課題一覧:
1. 下の教育勅語についての文章で「社会のなかで活動する個人の徳目」として挙げられている徳目をすべて書き出してください。
2. 下の教育勅語についての文章をもとに、次の問いに答えてください。
(a) 国家・社会の一員としての行動についての徳目として挙げられているのは何か。
(b) 「謬ラス」はどういう意味だと説明されているか。
(c) 二つの提言のうち、ひとつめは何をすべきだというものか。

出典文書:
教育勅語に仰せられている道徳の徳目は、大きく三種類に分けられます。ひとつは、「家族や友達との人間関係についての徳目」で、「孝行」、「友愛」、「夫婦の和」、「朋友の信」がこれにあたります。二つめに、「社会のなかで活動する個人の徳目」として、「謙遜」、「博愛」、「修学習業」、「智能啓発」、「徳器成就」があります。三つめに、国家・社会の一員としての行動についての徳目として、「公益世務」、「遵法」、「義勇」があります。さらに、日本人の道徳の根本理想としての「皇運扶翼」の道があります。
次に、第三段の「斯ノ道ハ」から「咸其徳ヲ一ニセンコトヲ庶幾フ」までにおいて、明治天皇は先祖伝来の道を国民と共に実践しようとの大御心をお示しになっております。「斯ノ道ハ」は、この我等のまさに実践すべきことは、ということで「斯ノ道」というのは前段の「父母ニ孝ニ」以下「天壌無窮ノ皇運ヲ扶翼スヘシ」までのことです。「実ニ我カ皇祖皇宗ノ遺訓ニシテ」の「遺訓」は、のこし伝えた教えのことで、ここでは皇祖皇宗の遺し伝えられた御教えのことです。「子孫臣民ノ倶ニ遵守スヘキ所」については、この道は実に我が皇祖皇宗の御遺訓であって、其の御子孫にまします天皇や皇族の御方々も、また国民及び国民の子孫も、皆斉しく永久に遵い守るべき所のものであると仰せられたものです。「之ヲ古今ニ通シテ謬ラス之ヲ中外ニ施シテ悖ラス」の「之」は、「斯ノ道」のことです。「古今ニ通シテ」は、昔の時にも、今の時にも、何時でも。「謬ラス」は間違いがないこと。「中外ニ施シテ」は我が国で行っても、外国で行っても。「悖ラス」は逆にそむくことがないということ。「斯ノ道」は時からいえば「古今に通じて謬らず」、処からいえば「中外に施して悖らず」、すなわち宇宙に行き渡った真理であることを強く確信して仰せられたものです。「朕爾臣民ト倶ニ拳々服膺シテ咸其徳ヲ一ニセンコトヲ庶幾フ」における、「拳々服膺」は慎んでこれを我が身に付けて自ら守り行うこと。慎んで奉戴実行することです。「咸」は皆と同じく、ことごとくの人ということ。「徳」は、これまで述べられてきた日本伝来の道徳のことです。朕は汝ら臣民と斉しく、つつしんでこれらの道徳を我が身につけて、自ら之を実践し、皆その徳を同一に、心を一つにすることをひたすら願い望むと仰せられたのであります。
教育勅語の精神を、今後の国づくり、社会づくり、人づくりに、どのように継承していくべきかについて、二つの提言を申し上げたいと思います。まず、教育勅語は、まさに「声に出して読みたい日本語」、素晴らしい文章です。これを読み、あるいは書き写す、あるいは内容等について勉強する機会を折々に設けて、理解、習得に努めていくべきだと思います。もうひとつは、私たちの身近にある昔話や民話、あるいは家庭、神社等での祭礼や、年中行事、しきたりなどの大切さを理解し、伝承発展させていくことが重要です。私たちの身近にある伝統文化の精神を再確認して、伝統文化の継承と発展に尽くすことは、教育勅語にある、私たちの祖先の遺風の顕彰に努めることに他ならないと思われます。

データセット抜粋
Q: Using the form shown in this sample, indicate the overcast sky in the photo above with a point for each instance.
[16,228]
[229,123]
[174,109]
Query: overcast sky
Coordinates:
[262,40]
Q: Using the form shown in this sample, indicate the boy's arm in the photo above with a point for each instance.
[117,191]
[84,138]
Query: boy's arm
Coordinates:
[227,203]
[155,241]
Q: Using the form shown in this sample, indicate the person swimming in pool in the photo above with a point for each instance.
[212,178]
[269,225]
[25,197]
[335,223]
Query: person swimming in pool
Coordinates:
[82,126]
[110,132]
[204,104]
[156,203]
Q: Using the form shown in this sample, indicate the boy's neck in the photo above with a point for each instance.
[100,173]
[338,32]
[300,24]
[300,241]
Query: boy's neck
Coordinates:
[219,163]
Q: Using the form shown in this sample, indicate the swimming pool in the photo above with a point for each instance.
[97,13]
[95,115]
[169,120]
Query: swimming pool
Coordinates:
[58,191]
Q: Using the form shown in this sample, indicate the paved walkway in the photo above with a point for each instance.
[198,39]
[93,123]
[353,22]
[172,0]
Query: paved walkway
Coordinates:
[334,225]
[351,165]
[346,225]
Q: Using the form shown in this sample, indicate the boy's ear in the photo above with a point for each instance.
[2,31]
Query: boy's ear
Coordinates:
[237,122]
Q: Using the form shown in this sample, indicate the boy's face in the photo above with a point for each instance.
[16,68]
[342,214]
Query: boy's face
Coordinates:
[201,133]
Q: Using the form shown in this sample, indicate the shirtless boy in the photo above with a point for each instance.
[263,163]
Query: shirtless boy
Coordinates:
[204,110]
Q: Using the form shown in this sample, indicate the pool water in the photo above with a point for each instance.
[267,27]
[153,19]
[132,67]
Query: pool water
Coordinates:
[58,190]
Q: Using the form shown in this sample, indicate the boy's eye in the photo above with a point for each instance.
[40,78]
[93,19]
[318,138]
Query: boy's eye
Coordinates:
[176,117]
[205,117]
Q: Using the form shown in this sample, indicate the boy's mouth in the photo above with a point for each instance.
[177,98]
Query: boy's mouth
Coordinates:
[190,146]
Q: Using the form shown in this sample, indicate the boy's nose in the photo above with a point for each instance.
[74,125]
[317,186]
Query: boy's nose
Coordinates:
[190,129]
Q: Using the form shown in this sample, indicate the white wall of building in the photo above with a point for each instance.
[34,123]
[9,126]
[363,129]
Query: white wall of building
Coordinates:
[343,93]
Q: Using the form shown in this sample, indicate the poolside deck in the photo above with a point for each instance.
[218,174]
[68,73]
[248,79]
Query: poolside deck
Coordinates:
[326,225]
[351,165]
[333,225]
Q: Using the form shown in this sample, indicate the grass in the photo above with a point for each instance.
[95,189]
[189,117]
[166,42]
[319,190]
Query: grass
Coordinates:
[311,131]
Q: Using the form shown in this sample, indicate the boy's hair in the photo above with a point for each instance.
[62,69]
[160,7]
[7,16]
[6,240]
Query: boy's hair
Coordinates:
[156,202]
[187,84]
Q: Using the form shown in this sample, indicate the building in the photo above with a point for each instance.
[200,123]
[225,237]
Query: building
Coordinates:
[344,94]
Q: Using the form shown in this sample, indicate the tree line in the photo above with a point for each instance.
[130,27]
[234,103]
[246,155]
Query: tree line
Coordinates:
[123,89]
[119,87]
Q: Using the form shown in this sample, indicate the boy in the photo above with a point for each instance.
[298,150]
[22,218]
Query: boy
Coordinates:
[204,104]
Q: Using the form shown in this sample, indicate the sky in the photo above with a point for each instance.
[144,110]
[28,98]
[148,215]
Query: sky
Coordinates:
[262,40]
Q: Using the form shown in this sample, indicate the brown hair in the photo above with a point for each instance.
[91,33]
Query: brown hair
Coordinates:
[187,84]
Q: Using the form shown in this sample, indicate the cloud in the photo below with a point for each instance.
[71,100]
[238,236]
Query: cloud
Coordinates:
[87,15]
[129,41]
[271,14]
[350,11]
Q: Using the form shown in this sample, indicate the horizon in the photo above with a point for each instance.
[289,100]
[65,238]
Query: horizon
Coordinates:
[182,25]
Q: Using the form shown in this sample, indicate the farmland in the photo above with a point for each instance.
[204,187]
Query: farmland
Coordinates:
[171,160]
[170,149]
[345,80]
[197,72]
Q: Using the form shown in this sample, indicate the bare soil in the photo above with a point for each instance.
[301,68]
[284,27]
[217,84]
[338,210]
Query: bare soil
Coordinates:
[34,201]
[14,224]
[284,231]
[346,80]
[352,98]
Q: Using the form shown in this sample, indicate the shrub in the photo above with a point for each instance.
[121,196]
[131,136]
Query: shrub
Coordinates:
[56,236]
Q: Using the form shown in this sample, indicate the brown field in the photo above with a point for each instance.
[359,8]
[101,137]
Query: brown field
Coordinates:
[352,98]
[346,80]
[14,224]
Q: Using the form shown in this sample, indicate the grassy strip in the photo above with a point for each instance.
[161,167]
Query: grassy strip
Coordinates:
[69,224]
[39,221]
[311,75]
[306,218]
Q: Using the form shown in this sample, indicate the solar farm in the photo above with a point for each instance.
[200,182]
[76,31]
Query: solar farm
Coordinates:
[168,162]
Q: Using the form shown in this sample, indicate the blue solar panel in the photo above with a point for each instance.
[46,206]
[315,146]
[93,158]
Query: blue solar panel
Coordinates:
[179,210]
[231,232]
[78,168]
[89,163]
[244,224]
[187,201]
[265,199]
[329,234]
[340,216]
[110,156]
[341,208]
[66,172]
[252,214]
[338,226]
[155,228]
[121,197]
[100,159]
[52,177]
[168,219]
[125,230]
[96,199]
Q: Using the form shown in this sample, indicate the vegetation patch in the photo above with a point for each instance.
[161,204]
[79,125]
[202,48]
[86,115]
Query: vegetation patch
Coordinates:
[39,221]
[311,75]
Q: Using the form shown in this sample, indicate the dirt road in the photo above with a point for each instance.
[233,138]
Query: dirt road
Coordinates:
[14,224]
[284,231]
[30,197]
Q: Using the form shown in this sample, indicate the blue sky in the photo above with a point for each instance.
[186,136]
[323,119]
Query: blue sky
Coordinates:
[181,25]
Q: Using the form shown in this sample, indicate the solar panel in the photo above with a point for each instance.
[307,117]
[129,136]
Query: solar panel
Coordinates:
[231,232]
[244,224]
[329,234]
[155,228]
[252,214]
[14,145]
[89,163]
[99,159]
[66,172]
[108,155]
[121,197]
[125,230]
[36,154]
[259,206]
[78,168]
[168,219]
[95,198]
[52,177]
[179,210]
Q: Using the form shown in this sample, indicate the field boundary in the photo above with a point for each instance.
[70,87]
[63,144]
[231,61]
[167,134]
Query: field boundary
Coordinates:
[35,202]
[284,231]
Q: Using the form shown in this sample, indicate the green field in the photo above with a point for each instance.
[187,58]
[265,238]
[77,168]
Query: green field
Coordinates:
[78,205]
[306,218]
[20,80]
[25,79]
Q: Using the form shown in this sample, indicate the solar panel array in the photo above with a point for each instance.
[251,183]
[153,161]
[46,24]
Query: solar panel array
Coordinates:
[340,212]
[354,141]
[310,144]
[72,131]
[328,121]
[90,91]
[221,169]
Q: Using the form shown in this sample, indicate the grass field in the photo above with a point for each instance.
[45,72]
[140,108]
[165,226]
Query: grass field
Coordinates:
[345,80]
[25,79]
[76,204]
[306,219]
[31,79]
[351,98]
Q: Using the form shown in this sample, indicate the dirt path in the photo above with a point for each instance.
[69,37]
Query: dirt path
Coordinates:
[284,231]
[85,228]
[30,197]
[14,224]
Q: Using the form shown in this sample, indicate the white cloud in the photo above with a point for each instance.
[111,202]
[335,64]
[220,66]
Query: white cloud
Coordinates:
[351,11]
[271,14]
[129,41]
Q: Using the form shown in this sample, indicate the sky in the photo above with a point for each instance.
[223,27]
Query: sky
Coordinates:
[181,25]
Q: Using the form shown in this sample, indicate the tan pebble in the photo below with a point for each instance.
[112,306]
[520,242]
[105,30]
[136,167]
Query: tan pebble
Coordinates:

課題別の回答:
1. 謙遜、博愛、修学習業、智能啓発、徳器成就

2.
(a) 「公益世務」、「遵法」、「義勇」
(b) 間違いがないこと
(c) 教育勅語を読み、あるいは書き写し、あるいは内容等について勉強する機会を折々に設けて、理解、習得に努めていくべきだというもの